- **What you should do**
Please pull out every line of text from the items below and copy each one word for word, leaving out the pictures.

- **The input**
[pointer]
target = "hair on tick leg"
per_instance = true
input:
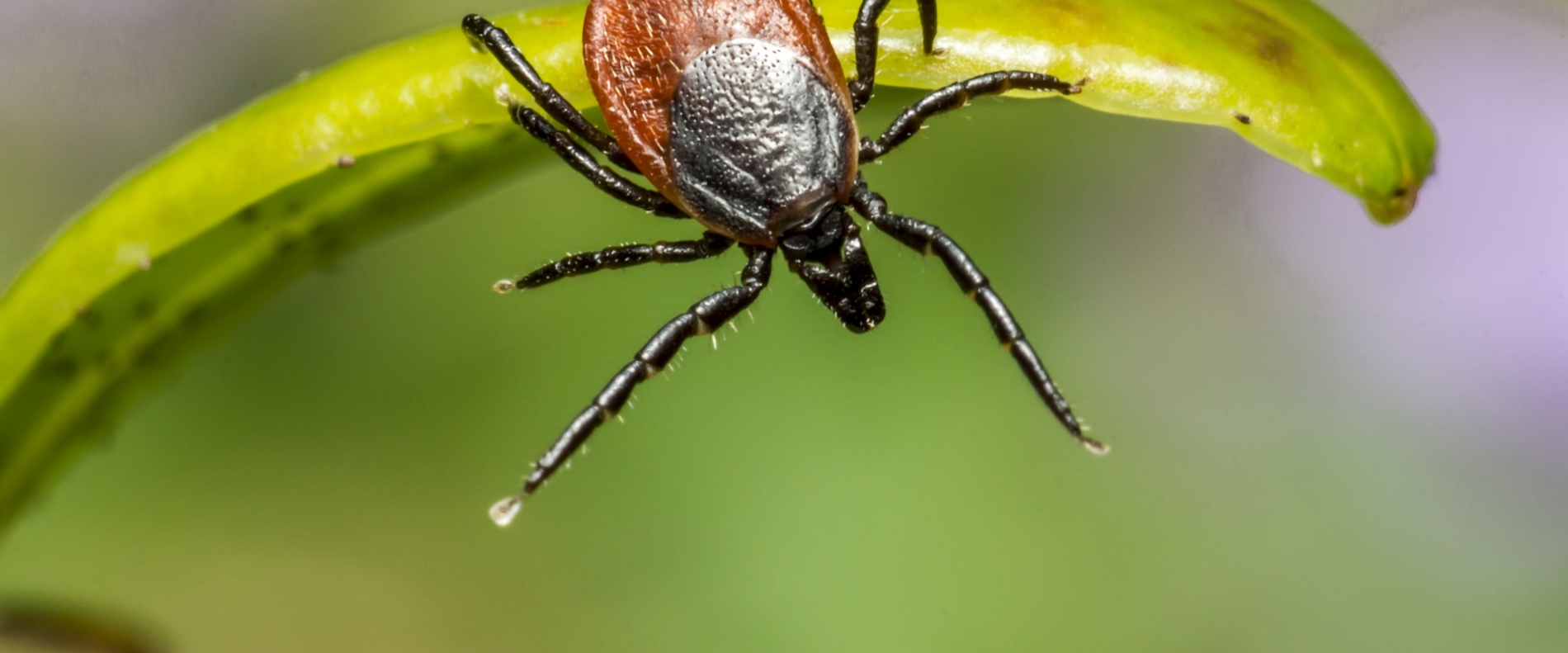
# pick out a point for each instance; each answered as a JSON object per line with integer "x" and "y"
{"x": 503, "y": 510}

- **Correct response**
[pointer]
target = "hair on tick leg"
per_instance = true
input:
# pick out a point for each instance; each answered as a JSON object per line with integer "x" and "y"
{"x": 503, "y": 510}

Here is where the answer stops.